Content starts

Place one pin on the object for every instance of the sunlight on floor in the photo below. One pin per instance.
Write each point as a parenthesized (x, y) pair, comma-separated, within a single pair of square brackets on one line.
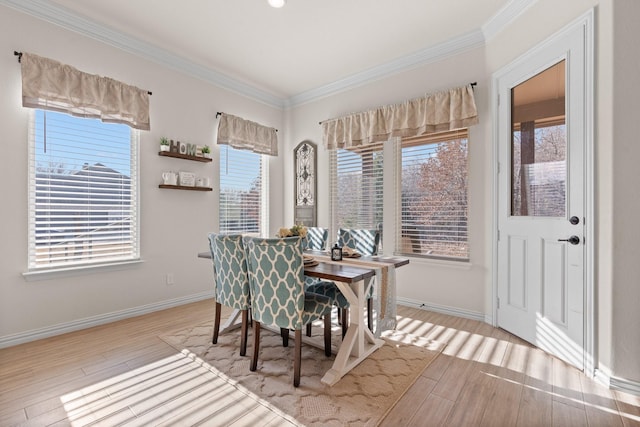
[(176, 390)]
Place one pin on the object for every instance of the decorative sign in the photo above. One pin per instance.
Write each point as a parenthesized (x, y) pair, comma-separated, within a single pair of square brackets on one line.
[(305, 183)]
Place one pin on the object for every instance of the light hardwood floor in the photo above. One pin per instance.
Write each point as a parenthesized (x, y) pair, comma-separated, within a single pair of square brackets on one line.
[(123, 374)]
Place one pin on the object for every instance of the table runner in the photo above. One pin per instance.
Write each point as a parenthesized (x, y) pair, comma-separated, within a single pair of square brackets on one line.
[(385, 293)]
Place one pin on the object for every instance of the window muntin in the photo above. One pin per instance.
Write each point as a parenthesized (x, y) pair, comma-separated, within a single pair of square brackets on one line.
[(433, 201), (83, 198), (242, 204)]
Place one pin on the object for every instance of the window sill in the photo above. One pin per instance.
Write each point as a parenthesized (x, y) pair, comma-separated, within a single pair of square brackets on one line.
[(440, 262), (55, 273)]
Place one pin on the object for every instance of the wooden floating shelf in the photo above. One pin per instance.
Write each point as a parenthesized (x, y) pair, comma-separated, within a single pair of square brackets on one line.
[(184, 156), (183, 187)]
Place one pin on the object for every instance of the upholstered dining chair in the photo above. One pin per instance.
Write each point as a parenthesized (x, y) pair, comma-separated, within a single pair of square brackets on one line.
[(278, 297), (231, 279), (365, 242)]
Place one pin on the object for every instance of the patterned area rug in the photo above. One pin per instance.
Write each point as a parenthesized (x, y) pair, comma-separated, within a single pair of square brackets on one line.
[(361, 398)]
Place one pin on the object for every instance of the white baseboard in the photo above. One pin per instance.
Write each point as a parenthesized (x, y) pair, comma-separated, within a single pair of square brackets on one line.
[(76, 325), (451, 311), (622, 384)]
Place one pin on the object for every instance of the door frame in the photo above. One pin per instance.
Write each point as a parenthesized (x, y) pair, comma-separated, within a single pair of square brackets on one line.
[(584, 23)]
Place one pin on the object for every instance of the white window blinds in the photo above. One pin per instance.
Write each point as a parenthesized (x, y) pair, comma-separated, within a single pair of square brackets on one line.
[(242, 206), (82, 191), (433, 201), (356, 187)]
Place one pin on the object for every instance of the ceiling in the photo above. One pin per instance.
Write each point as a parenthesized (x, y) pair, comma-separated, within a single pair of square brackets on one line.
[(305, 49)]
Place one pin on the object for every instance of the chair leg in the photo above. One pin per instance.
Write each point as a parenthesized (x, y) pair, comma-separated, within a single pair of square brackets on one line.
[(243, 333), (216, 324), (345, 320), (256, 345), (327, 334), (297, 358)]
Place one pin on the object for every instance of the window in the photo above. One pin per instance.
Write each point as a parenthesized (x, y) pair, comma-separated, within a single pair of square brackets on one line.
[(83, 200), (433, 200), (242, 186), (356, 182)]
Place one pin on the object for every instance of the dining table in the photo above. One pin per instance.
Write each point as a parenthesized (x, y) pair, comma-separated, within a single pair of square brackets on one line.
[(353, 277)]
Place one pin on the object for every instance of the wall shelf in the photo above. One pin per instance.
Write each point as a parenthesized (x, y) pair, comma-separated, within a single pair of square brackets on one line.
[(183, 187), (183, 156)]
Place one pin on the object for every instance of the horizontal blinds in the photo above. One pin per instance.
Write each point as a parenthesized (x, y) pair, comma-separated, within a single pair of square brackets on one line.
[(82, 191), (241, 191), (356, 182), (433, 200)]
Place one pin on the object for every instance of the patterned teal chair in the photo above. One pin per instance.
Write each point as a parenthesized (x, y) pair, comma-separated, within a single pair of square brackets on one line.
[(365, 242), (231, 279), (276, 277)]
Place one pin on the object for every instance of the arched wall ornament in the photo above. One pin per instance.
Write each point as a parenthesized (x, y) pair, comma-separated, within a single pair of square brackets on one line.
[(305, 183)]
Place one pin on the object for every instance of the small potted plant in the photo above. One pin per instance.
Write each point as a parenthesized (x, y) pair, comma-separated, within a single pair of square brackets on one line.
[(164, 144), (206, 151)]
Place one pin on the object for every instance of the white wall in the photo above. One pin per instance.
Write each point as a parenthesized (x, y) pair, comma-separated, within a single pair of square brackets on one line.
[(450, 286), (174, 224), (468, 290)]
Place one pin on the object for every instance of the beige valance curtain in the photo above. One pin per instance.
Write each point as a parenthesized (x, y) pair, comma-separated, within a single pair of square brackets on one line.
[(51, 85), (247, 135), (446, 110)]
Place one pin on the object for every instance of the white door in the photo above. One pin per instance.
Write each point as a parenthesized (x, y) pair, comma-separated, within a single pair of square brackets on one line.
[(541, 197)]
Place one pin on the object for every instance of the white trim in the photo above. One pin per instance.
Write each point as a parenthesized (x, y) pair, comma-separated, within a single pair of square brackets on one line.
[(76, 325), (68, 19), (625, 385), (432, 54), (57, 273), (451, 311), (586, 22)]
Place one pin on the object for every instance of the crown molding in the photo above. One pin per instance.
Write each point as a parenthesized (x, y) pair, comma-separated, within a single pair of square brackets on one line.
[(504, 17), (435, 53), (65, 18)]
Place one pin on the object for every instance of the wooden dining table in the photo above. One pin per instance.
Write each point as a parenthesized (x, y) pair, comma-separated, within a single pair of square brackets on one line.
[(354, 282)]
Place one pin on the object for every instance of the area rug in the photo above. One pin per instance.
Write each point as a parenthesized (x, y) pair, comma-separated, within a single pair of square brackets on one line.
[(361, 398)]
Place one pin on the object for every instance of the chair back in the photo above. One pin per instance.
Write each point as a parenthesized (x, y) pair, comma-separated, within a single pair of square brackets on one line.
[(276, 277), (230, 270), (316, 238), (363, 241)]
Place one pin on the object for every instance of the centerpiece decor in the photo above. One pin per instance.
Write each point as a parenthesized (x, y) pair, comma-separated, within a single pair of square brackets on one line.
[(296, 230)]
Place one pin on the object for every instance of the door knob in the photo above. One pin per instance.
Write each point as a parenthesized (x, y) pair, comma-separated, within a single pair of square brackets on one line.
[(574, 240)]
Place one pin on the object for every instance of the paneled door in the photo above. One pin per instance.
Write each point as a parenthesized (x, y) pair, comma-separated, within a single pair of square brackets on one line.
[(541, 197)]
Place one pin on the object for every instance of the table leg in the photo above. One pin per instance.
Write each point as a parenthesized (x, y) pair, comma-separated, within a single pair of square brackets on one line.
[(359, 342), (233, 321)]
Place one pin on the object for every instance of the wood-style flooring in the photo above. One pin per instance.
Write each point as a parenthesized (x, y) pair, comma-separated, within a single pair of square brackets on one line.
[(123, 374)]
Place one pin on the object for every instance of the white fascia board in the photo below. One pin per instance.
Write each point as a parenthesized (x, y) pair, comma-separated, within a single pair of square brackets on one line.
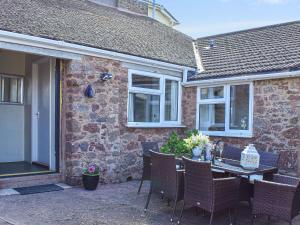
[(245, 78), (44, 43)]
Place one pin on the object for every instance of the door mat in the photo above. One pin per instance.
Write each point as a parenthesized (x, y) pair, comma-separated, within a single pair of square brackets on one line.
[(38, 189)]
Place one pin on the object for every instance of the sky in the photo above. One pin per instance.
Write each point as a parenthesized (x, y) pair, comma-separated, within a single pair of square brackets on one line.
[(200, 18)]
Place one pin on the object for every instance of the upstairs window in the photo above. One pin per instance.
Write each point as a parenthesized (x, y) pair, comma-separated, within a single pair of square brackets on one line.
[(11, 88), (225, 110), (154, 99)]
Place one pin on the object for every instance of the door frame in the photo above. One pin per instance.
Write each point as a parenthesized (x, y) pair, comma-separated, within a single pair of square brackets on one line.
[(52, 112)]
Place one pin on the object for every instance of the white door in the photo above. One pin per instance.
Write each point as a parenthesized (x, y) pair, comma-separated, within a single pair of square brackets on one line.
[(41, 104)]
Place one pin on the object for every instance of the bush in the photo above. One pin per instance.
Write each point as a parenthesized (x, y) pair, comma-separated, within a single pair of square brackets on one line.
[(176, 145)]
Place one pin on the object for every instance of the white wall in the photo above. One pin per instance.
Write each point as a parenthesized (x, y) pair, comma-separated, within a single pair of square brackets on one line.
[(12, 63)]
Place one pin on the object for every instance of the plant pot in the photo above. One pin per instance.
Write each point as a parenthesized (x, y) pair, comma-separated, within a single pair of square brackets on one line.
[(90, 182), (197, 152)]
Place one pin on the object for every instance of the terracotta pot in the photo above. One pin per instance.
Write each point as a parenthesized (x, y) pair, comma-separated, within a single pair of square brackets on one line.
[(90, 182)]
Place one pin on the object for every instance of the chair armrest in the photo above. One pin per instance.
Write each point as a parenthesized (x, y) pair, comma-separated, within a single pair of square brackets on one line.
[(273, 198), (225, 192), (286, 179)]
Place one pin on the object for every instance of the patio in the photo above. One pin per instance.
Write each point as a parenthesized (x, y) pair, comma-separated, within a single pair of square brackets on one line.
[(113, 204)]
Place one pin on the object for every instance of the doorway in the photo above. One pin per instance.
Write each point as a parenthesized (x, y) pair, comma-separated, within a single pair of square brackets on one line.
[(43, 113), (29, 114)]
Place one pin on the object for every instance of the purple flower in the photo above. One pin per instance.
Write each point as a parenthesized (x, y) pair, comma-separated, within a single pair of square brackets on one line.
[(91, 169)]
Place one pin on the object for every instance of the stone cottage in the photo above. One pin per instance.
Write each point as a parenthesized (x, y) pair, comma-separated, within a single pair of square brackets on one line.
[(147, 80)]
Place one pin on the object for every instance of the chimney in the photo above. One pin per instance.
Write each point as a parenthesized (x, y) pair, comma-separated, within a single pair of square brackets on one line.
[(136, 6)]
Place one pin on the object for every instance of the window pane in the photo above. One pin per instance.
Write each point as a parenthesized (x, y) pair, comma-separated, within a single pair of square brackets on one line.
[(212, 117), (239, 107), (144, 108), (171, 100), (212, 93), (11, 89), (145, 82)]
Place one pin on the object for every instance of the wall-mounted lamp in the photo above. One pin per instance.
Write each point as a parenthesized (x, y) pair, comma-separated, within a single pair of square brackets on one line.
[(105, 76), (89, 92)]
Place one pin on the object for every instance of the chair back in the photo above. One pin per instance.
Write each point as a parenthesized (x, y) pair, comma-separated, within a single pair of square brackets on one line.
[(296, 201), (268, 158), (163, 174), (232, 152), (149, 146), (198, 189)]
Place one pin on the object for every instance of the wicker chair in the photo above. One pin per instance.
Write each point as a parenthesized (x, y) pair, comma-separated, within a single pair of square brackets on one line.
[(165, 179), (247, 189), (147, 147), (203, 191), (279, 198)]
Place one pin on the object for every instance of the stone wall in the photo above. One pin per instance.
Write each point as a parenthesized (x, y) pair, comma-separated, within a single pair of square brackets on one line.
[(276, 122), (96, 127), (134, 6)]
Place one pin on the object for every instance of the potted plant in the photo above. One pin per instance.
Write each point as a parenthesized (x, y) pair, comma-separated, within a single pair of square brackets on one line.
[(90, 176), (175, 145), (196, 142)]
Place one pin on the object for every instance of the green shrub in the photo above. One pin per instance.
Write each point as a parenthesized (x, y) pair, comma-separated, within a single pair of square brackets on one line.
[(176, 145)]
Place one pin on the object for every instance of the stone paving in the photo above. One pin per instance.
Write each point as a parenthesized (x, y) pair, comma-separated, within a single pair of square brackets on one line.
[(114, 204)]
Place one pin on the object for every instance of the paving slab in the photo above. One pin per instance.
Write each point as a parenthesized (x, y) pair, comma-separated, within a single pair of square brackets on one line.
[(114, 204)]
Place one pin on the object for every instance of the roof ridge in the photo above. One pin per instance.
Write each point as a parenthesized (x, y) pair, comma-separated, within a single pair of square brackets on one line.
[(250, 29)]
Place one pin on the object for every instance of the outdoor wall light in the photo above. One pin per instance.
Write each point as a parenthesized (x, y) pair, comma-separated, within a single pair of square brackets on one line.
[(89, 92), (105, 76)]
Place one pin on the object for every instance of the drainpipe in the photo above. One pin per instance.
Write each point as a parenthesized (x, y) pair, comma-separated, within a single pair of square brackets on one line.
[(153, 9), (298, 150)]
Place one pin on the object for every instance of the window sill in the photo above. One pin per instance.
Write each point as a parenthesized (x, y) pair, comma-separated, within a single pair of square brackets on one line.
[(224, 134), (140, 125)]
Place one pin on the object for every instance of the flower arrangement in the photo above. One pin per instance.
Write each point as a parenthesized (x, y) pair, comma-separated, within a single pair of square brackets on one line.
[(90, 169), (196, 140)]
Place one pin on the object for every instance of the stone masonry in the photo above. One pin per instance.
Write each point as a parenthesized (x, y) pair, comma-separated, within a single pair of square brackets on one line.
[(276, 122), (96, 127)]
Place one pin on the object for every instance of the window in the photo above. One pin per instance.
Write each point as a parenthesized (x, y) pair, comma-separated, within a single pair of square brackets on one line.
[(225, 110), (11, 88), (154, 99)]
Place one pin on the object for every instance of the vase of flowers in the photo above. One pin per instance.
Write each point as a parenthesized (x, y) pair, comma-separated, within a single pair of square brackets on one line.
[(197, 142), (90, 176)]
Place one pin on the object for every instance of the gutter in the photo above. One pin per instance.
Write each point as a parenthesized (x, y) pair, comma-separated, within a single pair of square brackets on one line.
[(61, 46), (245, 78)]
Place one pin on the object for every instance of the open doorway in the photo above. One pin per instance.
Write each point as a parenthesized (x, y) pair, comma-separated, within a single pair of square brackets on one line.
[(28, 102)]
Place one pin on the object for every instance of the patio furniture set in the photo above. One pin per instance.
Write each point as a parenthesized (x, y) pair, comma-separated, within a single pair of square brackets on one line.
[(220, 186)]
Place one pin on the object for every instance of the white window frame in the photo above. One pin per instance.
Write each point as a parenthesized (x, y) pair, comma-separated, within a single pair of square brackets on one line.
[(160, 92), (21, 89), (226, 100)]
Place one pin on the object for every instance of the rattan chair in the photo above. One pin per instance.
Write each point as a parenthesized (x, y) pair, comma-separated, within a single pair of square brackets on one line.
[(147, 147), (279, 198), (165, 179), (247, 189), (203, 191)]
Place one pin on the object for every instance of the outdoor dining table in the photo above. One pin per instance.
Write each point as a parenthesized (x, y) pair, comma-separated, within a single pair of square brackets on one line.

Content ends

◆ Problem to solve ◆
Take every line from the listing above that includes the word "shelf" and copy it.

◆ Answer box ◆
Place one pin on the object for every instance of the wooden floating shelf in the photo above. One pin per instance.
Place one pin on the object for every instance of the wall shelf in the photo above. One pin per instance.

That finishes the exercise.